> Excerpt to read:
------------------------
Scottish engraver, mapmaker and local politician

Sir William Johnston of Kirkhill (1802–1888) was a Scottish engraver, mapmaker and local politician who served as Lord Provost of Edinburgh from 1848 to 1851.

==Life==
He was the third son of Andrew Johnston, by Isabel, daughter of Archibald Keith of Newbattle, born at Kirkhill, Midlothian (now part of Penicuik), on 27 October 1802; Alexander Keith Johnston was his brother. He was educated at Edinburgh high school and after serving terms of apprenticeship, with the Edinburgh engravers, Kirkwood & Sons and William Hume Lizars, began business on his own account as an engraver on 1 December 1825. The following year he founded with his brother Alexander, the publishing firm of W. & A. K. Johnston. On 2 December 1837 he was appointed engraver and copperplate printer to Queen Victoria.

Johnston was elected a burgess on 28 July 1828, and on 21 August following was sworn high constable of Edinburgh. He was elected on 14 May 1830 secretary, and on 21 March 1831 moderator to the high constables for the remainder of the term of office of his predecessor, who had resigned by way of protest against a declaration in favour of political reform issued by the high constables. On 4 April he was elected moderator for the year. In October 1831 he was appointed a member of the dean of guild court, and on 26 September 1832 was sworn of the Edinburgh town council. On 11 April 1839 Johnston was admitted a guild brother of the city of Edinburgh, and that year served again as moderator to the high constables. On 10 November 1840 he was elected a bailie of Edinburgh. During the economic distress of 1842 he presided over the Edinburgh committee of relief, and it was his suggestion that led to public works "The Meadows" and "The Queen's Drive" round Arthur's Seat.

From 1848 to 1851 Johnston served as Lord Provost of Edinburgh, and on 26 August 1851 he was knighted by the queen in Holyrood Palace. In 1852 he was elected a fellow of the Scottish Society of Antiquaries. In 1859 he was taken to court by David Dobbie, as Chairman of the Edinburgh and Glasgow Bank, for statements he had made before its collapse and takeover by the Clydesdale Bank.

In 1867 he retired from business to an estate at Kirkhill near Gorebridge, Midlothian, which he had purchased in 1848, and where he died on 7 February 1888. He was buried on 10 February in the Grange Cemetery, Edinburgh.

==Family==
Johnston married twice; first, on 13 March 1829, Margaret, daughter of James Pearson of Fala, Midlothian, who died on 13 June 1865; and secondly, on 23 October 1868, Georgiana Augusta Wilkinson, youngest daughter of William Ker of Gateshaw, Roxburghshire, widow of William Scoresby. His only child, by his first wife, was Elizabeth Whyte, born in 1830, who married Robert Edmund Scoresby Jackson, and died in 1879.
------------------------
> Supplied information:
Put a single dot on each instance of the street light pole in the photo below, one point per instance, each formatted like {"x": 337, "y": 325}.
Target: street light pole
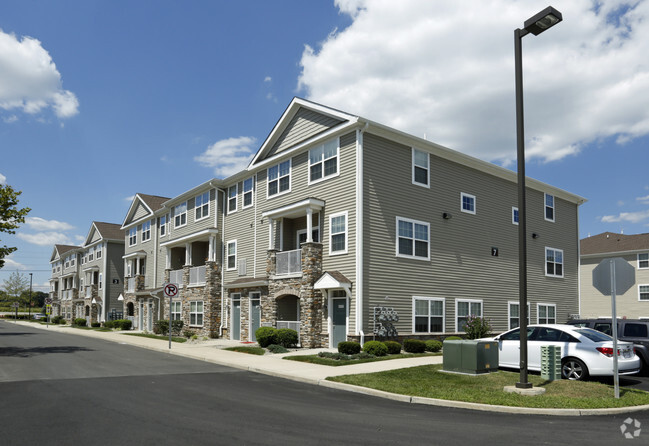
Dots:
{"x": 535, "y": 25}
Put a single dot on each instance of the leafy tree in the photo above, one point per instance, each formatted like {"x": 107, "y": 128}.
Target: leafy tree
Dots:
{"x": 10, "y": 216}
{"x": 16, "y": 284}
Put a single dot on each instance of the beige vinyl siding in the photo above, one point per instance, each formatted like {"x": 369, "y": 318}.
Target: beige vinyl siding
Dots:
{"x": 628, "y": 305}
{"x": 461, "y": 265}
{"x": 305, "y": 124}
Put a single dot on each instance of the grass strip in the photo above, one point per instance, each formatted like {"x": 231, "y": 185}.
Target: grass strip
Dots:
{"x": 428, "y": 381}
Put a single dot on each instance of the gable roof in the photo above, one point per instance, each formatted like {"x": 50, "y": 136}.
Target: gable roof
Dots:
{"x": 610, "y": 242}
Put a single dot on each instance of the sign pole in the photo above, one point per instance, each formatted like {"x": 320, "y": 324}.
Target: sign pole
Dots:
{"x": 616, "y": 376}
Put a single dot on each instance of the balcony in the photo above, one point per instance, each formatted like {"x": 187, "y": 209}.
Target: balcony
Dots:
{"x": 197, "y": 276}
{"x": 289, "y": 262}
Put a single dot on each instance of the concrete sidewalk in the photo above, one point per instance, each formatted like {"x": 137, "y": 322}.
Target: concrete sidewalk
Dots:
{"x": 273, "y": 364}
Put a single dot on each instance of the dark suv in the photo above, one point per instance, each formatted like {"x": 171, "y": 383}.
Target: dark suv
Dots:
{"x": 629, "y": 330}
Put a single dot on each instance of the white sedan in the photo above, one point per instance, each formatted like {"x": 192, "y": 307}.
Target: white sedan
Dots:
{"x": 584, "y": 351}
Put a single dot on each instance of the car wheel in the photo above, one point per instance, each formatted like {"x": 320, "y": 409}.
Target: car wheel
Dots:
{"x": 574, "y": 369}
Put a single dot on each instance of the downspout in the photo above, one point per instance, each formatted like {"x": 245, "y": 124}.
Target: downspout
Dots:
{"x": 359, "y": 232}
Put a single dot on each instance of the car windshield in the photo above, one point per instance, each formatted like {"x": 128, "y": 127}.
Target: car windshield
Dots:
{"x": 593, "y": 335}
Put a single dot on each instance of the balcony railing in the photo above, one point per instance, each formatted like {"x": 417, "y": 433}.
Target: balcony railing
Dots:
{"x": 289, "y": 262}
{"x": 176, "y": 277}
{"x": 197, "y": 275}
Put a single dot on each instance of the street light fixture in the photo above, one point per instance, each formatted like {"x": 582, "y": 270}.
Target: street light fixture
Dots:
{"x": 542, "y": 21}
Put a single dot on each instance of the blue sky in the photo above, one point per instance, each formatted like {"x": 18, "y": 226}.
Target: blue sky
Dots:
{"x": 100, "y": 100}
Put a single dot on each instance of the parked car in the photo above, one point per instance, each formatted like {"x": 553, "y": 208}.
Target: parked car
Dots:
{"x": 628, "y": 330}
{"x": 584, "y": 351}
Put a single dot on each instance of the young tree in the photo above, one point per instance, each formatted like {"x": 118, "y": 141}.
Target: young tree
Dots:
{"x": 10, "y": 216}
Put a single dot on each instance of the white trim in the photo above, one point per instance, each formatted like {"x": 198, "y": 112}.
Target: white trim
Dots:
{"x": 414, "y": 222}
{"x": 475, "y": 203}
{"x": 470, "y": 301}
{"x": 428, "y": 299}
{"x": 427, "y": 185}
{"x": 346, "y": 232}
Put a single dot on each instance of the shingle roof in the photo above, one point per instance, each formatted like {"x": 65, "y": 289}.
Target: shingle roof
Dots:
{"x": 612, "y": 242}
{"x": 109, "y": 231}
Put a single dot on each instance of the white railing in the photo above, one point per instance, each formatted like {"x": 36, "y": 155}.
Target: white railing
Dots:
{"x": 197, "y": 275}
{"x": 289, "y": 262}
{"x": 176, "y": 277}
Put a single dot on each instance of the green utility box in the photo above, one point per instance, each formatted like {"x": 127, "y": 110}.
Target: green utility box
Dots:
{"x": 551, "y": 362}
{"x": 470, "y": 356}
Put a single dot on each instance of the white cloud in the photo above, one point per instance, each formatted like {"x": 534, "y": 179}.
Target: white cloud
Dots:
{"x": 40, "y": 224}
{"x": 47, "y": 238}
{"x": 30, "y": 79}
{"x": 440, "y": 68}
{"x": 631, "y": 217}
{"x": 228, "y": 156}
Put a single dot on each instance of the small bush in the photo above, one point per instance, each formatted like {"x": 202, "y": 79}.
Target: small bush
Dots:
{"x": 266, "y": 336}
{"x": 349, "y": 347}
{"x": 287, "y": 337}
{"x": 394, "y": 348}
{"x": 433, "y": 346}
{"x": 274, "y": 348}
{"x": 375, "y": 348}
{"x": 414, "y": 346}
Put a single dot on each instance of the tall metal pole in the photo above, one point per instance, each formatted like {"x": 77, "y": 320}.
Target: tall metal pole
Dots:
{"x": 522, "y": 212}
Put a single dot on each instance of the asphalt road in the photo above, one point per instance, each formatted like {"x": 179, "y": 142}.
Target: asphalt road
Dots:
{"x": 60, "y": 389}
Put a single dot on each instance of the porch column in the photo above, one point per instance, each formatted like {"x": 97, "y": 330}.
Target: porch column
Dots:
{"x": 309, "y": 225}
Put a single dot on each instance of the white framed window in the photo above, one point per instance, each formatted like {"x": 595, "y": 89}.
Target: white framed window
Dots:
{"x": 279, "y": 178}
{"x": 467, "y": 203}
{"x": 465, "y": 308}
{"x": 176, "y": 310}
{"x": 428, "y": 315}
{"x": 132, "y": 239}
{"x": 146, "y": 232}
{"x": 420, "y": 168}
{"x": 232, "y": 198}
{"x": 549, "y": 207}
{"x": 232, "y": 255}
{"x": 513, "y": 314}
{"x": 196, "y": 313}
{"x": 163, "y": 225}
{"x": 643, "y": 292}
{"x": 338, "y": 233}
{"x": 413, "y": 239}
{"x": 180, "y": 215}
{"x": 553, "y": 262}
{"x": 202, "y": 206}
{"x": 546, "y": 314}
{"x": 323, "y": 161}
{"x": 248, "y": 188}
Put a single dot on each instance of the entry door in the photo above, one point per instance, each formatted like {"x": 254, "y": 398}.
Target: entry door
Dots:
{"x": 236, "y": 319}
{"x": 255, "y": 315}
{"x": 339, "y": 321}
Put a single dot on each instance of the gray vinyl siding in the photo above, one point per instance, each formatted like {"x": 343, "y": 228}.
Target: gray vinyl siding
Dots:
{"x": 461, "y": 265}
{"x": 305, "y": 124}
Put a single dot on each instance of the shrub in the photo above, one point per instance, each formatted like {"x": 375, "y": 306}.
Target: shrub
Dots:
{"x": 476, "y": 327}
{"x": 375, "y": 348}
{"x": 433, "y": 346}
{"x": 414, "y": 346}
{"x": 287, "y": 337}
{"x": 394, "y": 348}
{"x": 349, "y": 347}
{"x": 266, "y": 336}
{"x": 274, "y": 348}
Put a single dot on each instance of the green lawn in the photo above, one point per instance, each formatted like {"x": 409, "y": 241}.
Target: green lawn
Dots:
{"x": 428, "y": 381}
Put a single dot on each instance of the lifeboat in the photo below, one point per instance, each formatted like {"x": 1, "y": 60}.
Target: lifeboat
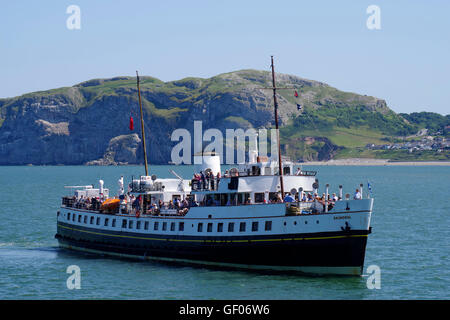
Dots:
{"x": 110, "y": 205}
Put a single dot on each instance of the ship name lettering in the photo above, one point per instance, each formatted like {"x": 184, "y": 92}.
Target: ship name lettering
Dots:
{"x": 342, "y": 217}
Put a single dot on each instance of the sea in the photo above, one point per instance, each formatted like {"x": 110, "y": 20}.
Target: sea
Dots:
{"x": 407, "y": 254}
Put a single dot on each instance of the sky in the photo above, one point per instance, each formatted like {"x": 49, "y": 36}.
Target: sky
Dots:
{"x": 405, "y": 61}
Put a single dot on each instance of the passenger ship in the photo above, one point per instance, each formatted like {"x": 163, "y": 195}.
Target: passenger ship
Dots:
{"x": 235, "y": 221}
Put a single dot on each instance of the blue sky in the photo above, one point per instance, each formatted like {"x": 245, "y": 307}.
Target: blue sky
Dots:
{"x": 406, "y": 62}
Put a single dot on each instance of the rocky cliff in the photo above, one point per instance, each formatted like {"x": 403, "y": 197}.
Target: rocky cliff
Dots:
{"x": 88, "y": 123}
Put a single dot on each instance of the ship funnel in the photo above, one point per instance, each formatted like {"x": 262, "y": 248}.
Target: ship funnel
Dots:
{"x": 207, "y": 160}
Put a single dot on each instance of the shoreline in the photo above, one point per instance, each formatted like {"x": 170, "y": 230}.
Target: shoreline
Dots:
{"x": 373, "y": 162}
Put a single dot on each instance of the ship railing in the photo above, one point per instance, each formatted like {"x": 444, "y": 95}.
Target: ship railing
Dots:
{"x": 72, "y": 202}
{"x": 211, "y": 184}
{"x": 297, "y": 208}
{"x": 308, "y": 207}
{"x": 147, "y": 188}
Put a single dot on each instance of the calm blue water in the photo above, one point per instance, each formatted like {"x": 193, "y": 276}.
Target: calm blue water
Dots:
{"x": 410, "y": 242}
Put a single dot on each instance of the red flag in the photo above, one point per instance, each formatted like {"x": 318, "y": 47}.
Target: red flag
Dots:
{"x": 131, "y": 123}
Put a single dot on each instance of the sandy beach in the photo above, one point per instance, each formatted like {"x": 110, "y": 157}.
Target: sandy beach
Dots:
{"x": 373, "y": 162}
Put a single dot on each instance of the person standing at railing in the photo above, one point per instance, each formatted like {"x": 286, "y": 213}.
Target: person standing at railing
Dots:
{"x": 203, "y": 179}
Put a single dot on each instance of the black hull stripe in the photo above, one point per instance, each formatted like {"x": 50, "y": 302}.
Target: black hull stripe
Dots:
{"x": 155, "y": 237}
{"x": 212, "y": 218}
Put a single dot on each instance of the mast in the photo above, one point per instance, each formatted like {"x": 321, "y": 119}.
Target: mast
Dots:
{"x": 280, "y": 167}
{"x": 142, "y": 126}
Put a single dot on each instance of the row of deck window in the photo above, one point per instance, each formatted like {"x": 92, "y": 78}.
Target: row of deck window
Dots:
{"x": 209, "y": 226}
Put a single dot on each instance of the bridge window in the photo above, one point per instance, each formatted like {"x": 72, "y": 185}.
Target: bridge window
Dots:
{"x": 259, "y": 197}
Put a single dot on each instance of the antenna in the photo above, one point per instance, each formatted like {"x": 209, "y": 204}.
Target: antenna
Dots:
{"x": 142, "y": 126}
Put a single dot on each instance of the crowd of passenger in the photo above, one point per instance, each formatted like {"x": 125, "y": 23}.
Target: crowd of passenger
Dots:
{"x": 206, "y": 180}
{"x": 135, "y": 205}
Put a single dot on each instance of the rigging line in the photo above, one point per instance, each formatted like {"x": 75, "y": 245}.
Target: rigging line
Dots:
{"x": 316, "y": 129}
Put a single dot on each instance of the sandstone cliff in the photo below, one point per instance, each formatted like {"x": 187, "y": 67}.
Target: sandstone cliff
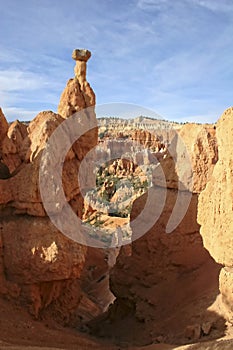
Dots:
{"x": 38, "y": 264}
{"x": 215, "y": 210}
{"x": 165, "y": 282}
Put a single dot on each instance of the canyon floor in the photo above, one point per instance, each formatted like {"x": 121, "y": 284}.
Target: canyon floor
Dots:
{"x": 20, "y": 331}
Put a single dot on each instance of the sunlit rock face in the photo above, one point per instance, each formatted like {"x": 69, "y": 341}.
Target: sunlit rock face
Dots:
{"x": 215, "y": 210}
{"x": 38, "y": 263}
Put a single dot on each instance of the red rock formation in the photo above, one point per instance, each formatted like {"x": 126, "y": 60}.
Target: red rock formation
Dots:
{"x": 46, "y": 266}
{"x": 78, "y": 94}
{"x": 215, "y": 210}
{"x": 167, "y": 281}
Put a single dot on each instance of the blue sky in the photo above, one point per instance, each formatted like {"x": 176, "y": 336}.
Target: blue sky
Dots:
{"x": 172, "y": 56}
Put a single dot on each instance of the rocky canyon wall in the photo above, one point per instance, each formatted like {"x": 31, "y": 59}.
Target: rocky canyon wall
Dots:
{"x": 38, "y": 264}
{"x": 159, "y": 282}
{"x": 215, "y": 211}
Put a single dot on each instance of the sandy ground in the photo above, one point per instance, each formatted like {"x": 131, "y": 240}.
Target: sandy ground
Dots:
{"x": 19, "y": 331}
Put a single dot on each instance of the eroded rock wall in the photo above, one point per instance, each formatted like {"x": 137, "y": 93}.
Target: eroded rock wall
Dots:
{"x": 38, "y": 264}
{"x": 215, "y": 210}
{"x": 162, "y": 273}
------------------------
> Activity: According to the biography of Sir William Johnston, on what date and in what place was he knighted?

> Response to the task: On 26 August 1851, in Holyrood Palace.